→ **TEXT SECTION**:
---+---

What is Bitdefender’s Pick?
We might be a security company, but our interests spin way beyond creating virus signatures and identifying new malware. We also keep our eyes peeled for new gadgets, innovative technologies and geeky events. You’ll simply love our pick!
Huge IT-related scandals like the Sony Pictures Entertainment hack or the Snowden revelations have somehow loomed over the Oscar ceremony this year, as suggested by Patricia Arquette’s plea for equal pay based on information leaked from Sony, or by a documentary about Edward Snowden winning its category.
But the Academy of Motion Picture Arts and Sciences has been preoccupied for years with yet another, much less visible danger created by technology advances. According to the Academy’s Science and Technology Council, an unintended consequence of transitioning from the old motion picture film to a completely digital infrastructure is the prospect of simply losing many of the films that form a large part of America’s cultural and artistic heritage.
That’s because while celluloid films can be stored for up to 100 years, long-term digital storage and management is still unreliable and requires a lot of resources, says an Academy study. It’s a “digital dilemma,” the Academy argues: the digital medium has tremendous benefits, but cannot be trusted to preserve movies for posterity.
The situation is even worse for independent movie makers, who lack the resources of the big studios. Online distribution platforms have not yet proven themselves, argues the Council. In a study from 2012 titled The Digital Dilemma 2 (which can be downloaded here along with the first Digital Dilemma study), the Academy called for a “coordinated digital preservation plan for the future.” Presently the Academy is testing various digital storage and data management solutions.

---+---

→ **EXTRACTED MATERIAL**:
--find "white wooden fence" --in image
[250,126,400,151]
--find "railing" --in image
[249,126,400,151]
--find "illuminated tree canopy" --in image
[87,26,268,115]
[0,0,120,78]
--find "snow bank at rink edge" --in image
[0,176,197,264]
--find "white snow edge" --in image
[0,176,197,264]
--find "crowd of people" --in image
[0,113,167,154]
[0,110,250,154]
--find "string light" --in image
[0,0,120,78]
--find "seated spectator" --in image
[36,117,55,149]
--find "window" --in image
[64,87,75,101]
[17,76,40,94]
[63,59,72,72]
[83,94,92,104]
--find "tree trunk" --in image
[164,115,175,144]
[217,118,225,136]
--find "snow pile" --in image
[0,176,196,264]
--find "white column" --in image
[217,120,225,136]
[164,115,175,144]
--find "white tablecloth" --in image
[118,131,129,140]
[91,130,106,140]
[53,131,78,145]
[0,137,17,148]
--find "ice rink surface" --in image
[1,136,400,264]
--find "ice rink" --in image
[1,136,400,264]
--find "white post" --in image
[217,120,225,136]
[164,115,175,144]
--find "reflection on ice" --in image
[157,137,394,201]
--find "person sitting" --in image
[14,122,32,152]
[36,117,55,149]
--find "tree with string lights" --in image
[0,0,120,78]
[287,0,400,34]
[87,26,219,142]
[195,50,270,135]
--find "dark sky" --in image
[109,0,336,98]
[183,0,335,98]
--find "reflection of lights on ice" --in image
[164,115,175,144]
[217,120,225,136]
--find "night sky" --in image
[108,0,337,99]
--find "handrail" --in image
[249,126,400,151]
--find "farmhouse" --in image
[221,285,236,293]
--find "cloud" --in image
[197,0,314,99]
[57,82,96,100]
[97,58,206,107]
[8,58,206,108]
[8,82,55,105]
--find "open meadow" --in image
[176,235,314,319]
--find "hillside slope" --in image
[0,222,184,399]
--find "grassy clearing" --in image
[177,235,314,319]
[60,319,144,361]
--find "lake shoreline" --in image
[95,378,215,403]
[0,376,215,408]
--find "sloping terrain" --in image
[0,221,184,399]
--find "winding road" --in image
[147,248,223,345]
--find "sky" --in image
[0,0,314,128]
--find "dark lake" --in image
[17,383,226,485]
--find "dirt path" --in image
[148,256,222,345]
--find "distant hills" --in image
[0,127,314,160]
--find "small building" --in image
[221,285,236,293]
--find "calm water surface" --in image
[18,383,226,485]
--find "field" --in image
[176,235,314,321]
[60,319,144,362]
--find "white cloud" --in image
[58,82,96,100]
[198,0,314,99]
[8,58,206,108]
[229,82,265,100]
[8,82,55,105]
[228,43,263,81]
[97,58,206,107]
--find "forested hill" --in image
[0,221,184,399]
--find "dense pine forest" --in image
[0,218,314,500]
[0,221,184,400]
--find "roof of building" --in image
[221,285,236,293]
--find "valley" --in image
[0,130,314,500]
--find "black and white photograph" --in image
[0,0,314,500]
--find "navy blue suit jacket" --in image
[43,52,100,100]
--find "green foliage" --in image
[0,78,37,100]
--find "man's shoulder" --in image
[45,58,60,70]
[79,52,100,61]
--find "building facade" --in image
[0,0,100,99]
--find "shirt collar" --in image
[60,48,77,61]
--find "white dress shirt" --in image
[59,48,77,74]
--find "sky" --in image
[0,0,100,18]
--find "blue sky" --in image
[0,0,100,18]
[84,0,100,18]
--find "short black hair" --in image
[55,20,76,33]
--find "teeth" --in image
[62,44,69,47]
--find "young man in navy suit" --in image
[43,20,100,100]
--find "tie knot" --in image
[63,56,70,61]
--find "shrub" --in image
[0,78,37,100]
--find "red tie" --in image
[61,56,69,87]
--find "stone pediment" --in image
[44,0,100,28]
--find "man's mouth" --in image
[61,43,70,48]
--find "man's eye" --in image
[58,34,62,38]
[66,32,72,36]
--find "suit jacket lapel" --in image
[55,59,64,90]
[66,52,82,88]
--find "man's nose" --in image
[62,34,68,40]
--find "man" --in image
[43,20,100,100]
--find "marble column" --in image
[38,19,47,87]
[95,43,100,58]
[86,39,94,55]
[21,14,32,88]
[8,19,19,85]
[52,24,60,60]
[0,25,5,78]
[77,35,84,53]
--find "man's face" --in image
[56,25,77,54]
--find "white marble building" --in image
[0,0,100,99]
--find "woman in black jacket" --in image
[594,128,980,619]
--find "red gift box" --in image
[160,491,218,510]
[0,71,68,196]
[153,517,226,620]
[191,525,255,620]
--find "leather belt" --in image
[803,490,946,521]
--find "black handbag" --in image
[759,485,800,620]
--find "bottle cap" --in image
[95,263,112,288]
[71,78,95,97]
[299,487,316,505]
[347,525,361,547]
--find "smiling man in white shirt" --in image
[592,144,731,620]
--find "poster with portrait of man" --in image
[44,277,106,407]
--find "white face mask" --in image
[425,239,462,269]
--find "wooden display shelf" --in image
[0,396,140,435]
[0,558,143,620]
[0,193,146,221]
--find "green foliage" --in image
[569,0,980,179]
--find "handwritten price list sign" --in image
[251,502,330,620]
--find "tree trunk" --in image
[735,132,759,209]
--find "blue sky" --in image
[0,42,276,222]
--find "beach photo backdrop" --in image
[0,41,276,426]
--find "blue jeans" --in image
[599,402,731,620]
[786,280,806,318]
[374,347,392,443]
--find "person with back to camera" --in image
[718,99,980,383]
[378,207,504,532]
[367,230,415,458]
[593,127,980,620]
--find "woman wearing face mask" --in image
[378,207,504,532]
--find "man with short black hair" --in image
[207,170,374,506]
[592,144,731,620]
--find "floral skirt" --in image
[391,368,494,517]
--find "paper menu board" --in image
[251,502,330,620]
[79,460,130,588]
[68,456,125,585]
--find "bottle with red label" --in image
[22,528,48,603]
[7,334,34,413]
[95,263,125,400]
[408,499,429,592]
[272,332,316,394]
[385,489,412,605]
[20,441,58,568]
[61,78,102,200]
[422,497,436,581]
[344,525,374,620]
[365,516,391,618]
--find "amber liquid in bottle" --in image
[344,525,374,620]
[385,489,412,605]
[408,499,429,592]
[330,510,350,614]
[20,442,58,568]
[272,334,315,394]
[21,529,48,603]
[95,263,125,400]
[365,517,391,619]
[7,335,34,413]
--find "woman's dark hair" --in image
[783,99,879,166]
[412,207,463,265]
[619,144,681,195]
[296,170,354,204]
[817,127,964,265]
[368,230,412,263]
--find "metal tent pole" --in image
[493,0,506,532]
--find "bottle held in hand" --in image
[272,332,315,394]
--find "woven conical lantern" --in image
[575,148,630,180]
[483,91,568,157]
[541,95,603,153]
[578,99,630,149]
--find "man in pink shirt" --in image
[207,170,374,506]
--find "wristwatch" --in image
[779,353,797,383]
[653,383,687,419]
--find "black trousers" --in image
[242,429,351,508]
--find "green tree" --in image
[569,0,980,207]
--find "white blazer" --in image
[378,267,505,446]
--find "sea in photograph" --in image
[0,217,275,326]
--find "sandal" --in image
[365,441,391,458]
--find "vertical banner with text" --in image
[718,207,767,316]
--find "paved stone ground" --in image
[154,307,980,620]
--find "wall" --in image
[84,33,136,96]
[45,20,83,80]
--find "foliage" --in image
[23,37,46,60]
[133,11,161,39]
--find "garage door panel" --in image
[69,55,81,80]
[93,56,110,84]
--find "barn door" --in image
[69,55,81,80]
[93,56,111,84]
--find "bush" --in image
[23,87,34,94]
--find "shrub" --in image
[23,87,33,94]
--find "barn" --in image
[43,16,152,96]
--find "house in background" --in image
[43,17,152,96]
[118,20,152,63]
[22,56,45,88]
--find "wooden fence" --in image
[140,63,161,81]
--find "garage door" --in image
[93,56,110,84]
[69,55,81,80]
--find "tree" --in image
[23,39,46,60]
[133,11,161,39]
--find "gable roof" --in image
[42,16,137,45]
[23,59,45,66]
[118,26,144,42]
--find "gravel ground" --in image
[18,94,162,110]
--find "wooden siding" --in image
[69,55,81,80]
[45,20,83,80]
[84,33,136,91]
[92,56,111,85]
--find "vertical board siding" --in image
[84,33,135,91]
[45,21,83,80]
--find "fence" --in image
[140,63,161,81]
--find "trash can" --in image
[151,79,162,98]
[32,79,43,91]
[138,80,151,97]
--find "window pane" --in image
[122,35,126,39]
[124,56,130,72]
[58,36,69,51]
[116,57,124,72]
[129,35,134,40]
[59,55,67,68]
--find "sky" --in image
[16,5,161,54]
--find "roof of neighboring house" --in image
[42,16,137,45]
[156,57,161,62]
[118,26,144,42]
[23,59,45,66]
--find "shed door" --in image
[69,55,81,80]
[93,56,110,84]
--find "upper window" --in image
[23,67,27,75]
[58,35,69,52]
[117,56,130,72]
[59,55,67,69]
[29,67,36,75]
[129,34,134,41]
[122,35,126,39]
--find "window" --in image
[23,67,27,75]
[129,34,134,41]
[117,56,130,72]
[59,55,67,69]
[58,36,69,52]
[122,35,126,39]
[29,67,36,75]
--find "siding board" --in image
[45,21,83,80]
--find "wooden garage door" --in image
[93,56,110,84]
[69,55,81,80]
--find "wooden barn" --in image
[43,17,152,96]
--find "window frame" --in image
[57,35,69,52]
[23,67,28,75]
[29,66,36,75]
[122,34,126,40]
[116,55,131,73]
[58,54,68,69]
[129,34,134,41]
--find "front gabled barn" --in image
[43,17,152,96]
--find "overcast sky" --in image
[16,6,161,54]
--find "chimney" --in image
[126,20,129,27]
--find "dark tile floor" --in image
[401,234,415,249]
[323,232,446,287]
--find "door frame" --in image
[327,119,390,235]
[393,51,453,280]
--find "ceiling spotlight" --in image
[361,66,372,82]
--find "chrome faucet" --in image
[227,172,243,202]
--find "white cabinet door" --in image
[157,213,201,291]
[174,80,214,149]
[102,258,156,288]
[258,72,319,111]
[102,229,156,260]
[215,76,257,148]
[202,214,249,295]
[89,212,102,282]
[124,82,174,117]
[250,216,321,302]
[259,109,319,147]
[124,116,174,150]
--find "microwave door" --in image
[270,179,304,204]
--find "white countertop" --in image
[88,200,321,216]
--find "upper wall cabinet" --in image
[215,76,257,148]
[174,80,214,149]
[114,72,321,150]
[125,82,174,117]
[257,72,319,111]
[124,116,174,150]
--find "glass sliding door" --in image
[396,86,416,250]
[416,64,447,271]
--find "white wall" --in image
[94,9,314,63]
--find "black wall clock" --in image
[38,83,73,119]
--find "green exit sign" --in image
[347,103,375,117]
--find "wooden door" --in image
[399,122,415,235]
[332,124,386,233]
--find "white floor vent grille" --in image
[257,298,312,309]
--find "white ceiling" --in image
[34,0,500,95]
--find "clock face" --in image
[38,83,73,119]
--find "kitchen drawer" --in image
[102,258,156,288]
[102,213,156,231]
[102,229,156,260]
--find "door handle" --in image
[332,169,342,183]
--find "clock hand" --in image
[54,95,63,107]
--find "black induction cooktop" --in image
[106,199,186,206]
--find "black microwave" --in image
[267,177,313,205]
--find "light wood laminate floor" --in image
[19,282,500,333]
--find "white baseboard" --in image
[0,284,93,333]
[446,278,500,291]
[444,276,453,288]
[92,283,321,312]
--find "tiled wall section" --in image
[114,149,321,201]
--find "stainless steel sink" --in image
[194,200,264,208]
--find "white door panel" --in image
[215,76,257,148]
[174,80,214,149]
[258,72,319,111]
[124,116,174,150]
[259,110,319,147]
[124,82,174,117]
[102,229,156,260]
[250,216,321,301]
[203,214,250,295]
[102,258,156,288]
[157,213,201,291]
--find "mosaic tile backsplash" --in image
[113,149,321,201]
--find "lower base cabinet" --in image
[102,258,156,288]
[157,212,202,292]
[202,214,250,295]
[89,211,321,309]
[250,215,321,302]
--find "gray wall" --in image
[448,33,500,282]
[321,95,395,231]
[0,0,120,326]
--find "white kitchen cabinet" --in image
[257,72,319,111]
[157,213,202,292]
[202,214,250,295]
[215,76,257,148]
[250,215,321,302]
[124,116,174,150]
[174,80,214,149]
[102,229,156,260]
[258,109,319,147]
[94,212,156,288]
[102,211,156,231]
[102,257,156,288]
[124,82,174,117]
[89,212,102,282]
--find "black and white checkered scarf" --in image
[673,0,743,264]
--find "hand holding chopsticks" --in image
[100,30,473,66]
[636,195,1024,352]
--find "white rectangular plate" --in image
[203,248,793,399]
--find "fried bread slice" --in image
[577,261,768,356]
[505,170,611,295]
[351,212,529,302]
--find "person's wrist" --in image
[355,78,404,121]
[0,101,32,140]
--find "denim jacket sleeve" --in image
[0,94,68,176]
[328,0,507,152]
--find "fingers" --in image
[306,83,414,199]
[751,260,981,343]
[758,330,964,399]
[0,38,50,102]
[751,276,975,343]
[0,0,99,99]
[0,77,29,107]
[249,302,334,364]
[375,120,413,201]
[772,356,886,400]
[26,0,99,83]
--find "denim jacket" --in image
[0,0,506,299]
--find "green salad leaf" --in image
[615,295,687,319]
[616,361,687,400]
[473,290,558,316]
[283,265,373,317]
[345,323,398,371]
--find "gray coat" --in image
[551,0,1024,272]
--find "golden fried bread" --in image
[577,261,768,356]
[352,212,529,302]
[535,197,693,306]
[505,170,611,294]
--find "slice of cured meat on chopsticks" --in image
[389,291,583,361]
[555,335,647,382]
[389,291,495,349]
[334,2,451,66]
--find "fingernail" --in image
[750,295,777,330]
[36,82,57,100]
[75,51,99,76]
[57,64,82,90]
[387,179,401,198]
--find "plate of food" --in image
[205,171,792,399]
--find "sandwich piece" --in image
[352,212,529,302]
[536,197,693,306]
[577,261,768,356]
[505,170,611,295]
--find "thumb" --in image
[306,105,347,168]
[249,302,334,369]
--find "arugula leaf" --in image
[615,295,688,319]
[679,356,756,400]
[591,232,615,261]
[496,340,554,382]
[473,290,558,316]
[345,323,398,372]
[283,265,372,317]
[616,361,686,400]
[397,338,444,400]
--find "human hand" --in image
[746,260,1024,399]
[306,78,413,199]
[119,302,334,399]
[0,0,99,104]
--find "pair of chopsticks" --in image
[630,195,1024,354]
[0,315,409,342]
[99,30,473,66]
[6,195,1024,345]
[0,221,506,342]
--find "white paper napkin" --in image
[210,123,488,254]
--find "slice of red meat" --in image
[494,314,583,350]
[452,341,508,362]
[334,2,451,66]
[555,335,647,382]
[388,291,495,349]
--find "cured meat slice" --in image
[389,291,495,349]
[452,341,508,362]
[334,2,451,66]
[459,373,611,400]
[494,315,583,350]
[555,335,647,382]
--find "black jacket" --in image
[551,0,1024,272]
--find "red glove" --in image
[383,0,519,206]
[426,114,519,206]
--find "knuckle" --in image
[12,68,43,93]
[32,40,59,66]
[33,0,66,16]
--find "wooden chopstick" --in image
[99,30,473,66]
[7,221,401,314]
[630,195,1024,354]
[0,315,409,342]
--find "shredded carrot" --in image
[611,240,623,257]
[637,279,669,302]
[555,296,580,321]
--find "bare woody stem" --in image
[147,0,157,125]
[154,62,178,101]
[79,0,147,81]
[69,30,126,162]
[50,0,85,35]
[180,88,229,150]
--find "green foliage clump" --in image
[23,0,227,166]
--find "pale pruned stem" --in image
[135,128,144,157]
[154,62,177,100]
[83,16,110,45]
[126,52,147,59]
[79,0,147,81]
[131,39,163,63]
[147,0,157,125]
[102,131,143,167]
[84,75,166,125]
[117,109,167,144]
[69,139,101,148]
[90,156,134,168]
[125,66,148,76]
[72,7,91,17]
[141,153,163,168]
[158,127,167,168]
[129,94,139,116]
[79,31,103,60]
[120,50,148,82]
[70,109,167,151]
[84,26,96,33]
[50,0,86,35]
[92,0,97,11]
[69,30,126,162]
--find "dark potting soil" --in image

---+---

Write out the part of the film preservation text that begins at "The situation is" and ends after "data management solutions.".

The situation is even worse for independent movie makers, who lack the resources of the big studios. Online distribution platforms have not yet proven themselves, argues the Council. In a study from 2012 titled The Digital Dilemma 2 (which can be downloaded here along with the first Digital Dilemma study), the Academy called for a “coordinated digital preservation plan for the future.” Presently the Academy is testing various digital storage and data management solutions.